Job
Copy out the stretch of material from the start through the line containing "<point>828,385</point>", both ends included and every line kept. Scale each coordinate in the answer points by 2.25, rounding to whole numbers with halves going up, and leave the sample points inside the other lines unchanged.

Dataset excerpts
•••

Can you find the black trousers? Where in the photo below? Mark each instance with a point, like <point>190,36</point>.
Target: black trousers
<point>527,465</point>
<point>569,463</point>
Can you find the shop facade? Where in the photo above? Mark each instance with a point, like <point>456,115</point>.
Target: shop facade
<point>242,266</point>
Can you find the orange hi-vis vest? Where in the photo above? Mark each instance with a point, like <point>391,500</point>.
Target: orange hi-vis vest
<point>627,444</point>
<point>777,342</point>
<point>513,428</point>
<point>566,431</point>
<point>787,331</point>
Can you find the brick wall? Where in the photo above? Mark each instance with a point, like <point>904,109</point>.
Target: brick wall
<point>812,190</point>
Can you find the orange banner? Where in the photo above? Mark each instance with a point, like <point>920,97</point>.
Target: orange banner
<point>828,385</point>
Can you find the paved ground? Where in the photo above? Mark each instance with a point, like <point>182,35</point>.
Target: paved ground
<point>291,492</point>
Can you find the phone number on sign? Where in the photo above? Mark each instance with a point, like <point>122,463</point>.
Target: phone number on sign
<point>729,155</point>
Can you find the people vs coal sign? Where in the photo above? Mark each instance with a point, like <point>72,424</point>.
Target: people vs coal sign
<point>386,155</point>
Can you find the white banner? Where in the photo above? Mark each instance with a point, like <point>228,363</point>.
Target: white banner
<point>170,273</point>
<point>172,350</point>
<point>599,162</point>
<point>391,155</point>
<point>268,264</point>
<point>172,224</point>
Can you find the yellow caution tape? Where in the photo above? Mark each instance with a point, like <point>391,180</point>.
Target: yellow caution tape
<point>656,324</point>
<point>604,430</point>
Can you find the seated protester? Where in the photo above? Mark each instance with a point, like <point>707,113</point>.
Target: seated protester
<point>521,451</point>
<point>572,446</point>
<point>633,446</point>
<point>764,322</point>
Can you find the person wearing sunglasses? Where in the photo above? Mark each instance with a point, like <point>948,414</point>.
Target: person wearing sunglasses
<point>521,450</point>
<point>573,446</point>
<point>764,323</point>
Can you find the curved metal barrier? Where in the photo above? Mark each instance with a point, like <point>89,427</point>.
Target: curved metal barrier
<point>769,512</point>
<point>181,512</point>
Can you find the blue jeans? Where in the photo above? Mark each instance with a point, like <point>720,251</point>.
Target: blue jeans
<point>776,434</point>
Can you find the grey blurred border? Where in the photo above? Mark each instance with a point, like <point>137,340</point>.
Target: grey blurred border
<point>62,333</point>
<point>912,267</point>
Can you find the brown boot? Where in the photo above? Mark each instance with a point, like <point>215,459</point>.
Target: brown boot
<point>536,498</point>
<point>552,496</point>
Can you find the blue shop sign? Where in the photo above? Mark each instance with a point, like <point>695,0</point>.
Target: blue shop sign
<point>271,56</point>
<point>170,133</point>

•••

Solution to this exercise
Can you find the black trousers? Where in the photo below? Mark each instance with a point, like <point>190,36</point>.
Target: black trousers
<point>1186,1046</point>
<point>1280,1042</point>
Can you find the shop facade? Where in the photo above? Mark each instance with a point, like <point>456,115</point>.
Target: shop facade
<point>545,599</point>
Can you find the orange hi-vis vest? Where in the photo above? Mark each instance with a point, like <point>391,500</point>.
Target: orange hi-vis vest
<point>1411,999</point>
<point>1748,770</point>
<point>1154,963</point>
<point>1274,970</point>
<point>1771,745</point>
Can you find the brick wall? Where in the photo above? Mark each instance with a point, like <point>904,109</point>.
Target: brick wall
<point>1827,428</point>
Can you find the orange banner? Where in the photo above? Mark each instance with a point, like <point>920,97</point>.
Target: orange banner
<point>1863,866</point>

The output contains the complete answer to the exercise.